— start of Text —

Nearly 700 street stalls will soon be gone from the area famous for affordable fashion as City Hall tightens up code enforcement and moves forward with its cleanliness and order campaign.

 

More than 100 street stalls located on the sidewalk outside an area where they’ve been allowed were ordered to leave by March 8, according to District Chief Chatree Wattanakhejon in Matichon Online. Another 576 stalls lawfully operating on the sidewalk will soon be forced out when the city revokes their permits to clear the sidewalks.

 

As has become a routine, authorities have prepared alternate sites for the vendors that many are likely to find objectionable. Three hundred vendors will be asked to move to a private market on Soi Phetchaburi 29, while a market in the Bang Kapi district can accommodate 1,000 vendors. A third at the Kuuk Kuk Tha Din Daeng Market can hold 600 vendors.

 

The biggest destination for clothes and fashion-related everything, Pratunam Market is known for selling at wholesale prices. It is situated in the heart of Bangkok at the intersection of Ratchaprarop and Phetchaburi roads in the Ratchathewi district.

— end of Text —
— start of Records provided —

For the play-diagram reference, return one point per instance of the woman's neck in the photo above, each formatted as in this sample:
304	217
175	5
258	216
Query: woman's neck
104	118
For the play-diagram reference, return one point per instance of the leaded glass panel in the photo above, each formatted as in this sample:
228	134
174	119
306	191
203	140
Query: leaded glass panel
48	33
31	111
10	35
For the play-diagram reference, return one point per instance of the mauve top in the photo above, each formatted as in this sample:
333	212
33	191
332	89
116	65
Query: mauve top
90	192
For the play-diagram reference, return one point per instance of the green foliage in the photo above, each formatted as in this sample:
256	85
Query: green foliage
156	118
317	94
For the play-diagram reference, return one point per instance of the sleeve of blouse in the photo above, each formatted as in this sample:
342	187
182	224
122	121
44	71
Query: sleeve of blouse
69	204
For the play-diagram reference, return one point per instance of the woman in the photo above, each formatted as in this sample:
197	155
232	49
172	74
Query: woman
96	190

— end of Records provided —

▸ Goal A: Transcribe the passage of the Pratunam street stalls article that begins at the words "More than 100" and stops after "hold 600 vendors.".
▸ Goal B: Using the Pratunam street stalls article, decide whether each statement agrees with it, and back each yes or no with the deciding words quoted from the article: (i) More than 100 stalls were told to leave by March 8. (ii) The market in the Bang Kapi district can take 600 vendors. (iii) Pratunam Market lies in the Ratchathewi district.
▸ Goal C: Write the next part of the article about the Pratunam street stalls, starting after its final sentence.

▸ Exercise answer A:
More than 100 street stalls located on the sidewalk outside an area where they’ve been allowed were ordered to leave by March 8, according to District Chief Chatree Wattanakhejon in Matichon Online. Another 576 stalls lawfully operating on the sidewalk will soon be forced out when the city revokes their permits to clear the sidewalks.

 

As has become a routine, authorities have prepared alternate sites for the vendors that many are likely to find objectionable. Three hundred vendors will be asked to move to a private market on Soi Phetchaburi 29, while a market in the Bang Kapi district can accommodate 1,000 vendors. A third at the Kuuk Kuk Tha Din Daeng Market can hold 600 vendors.

▸ Exercise answer B:
(i) Yes: "More than 100 street stalls" "were ordered to leave by March 8"
(ii) No: "a market in the Bang Kapi district can accommodate 1,000 vendors"
(iii) Yes: "in the Ratchathewi district"

▸ Exercise answer C:
 

District Chief Chatree said the reorganization plan was recently submitted to City Hall and vendors would have a later opportunity to discuss the matter.

 

Since the military government announced its policy to reclaim public space after it seized power in 2014, Bangkok has cleared a number of its informal markets well-known to both locals and tourists. The latest recently cleared spot was the famous Pak Khlong flower market.

 

The campaign has been met with cheers by those boring prats who want a tidier capital city and criticized by sensible folks who see a loss of its unique culture and attractions.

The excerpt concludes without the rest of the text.